» PROVIDED PASSAGE:
------------------------------------------------

# Im sorry ... but am I going mad ???



## Suenneil (Feb 17, 2009)

I wish I hadnt logged onto the Sur in English today! I think Im going mad !!

I consider myself to be very liberal in my approach to life, I try not to discriminate or be judgemental of others. But in this case Im finding it very difficult :confused2:

This "guy" is a rapist ! (of women!!!) - yet is being transferred to the womens section of the prison because he wants to be one ! :confused2: Now wanting to change sex is not something I object to or have a particular opinion on ... each to their own. But surely given that he still is a man - and given his offending history - this is soooooooooooooo wrong!

Or is it just me who thinks it is ?????????

Pre-op transsexual serving sentence for raping a woman is allowed to move to women's prison unit. Surinenglish.com


----------



## mayotom (Nov 8, 2008)

this is confusing, he raped women!!! so he is Sexually attracted to Women, but he wants to be a Woman?? does he think that this will up his odds of picking up Women....

and Sue I agree, he shouldn't be allowed to transfer,, in fact I think he should be transferred to some small island in the Centre of the ocean along with all the other rapists, with no food or supplies and then try to survive


----------



## Suenneil (Feb 17, 2009)

------------------------------------------------

» DATASET RECORDS:

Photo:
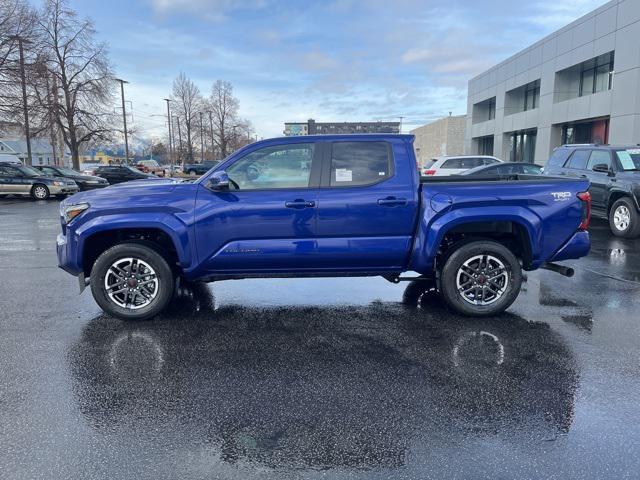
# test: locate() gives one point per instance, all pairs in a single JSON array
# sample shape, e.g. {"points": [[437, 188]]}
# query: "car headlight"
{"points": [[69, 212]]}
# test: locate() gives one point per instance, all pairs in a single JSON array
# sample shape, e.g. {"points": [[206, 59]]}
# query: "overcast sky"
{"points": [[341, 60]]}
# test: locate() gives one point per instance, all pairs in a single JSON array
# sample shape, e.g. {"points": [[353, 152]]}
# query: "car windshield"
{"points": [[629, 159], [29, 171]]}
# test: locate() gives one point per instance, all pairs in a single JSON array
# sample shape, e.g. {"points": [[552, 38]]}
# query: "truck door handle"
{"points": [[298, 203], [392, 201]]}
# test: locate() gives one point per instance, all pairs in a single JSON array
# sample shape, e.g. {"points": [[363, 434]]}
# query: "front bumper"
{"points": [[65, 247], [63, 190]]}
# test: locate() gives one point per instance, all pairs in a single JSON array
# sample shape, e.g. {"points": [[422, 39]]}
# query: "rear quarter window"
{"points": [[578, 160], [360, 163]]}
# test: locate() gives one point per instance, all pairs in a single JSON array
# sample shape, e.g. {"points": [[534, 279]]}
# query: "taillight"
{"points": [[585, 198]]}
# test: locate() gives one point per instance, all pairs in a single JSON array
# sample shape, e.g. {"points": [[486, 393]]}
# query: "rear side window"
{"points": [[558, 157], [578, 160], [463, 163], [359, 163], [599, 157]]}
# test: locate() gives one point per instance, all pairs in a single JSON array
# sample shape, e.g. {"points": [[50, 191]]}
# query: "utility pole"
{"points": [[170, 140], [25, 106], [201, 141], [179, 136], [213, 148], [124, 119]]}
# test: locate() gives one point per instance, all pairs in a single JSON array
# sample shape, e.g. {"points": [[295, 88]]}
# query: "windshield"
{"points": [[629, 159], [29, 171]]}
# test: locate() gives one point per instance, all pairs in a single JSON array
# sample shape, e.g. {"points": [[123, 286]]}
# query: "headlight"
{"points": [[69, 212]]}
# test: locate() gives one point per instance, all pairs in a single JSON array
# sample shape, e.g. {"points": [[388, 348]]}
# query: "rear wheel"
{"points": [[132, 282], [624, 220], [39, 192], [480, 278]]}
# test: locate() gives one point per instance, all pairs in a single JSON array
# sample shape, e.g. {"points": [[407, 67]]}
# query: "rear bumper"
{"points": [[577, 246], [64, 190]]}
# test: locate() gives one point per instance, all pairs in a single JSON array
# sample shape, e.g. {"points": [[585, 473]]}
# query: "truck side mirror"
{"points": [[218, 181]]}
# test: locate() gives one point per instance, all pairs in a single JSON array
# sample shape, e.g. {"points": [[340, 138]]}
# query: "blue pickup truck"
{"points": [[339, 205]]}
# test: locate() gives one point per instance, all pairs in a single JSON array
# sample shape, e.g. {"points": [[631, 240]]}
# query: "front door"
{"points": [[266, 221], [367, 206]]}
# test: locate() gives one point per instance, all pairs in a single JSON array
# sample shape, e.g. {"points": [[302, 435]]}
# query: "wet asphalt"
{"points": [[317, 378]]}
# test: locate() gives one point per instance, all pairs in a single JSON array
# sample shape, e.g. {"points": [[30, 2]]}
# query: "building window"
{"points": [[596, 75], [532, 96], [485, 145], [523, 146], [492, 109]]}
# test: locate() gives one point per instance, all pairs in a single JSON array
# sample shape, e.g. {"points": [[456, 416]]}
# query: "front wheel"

------------------------------------------------

» WORK INSTRUCTIONS:
• a. Edit the forum thread from "Or is it just" up to and including "picking up Women....", replacing "prison unit" with "prison wing".
• b. In the forum thread, which website name appears right after the headline about the prison transfer?
The records are separate material and are not part of the forum thread.

» SET OF ANSWERS:
• a.
Or is it just me who thinks it is ?????????

Pre-op transsexual serving sentence for raping a woman is allowed to move to women's prison wing. Surinenglish.com


----------



## mayotom (Nov 8, 2008)

this is confusing, he raped women!!! so he is Sexually attracted to Women, but he wants to be a Woman?? does he think that this will up his odds of picking up Women....

• b. Surinenglish.com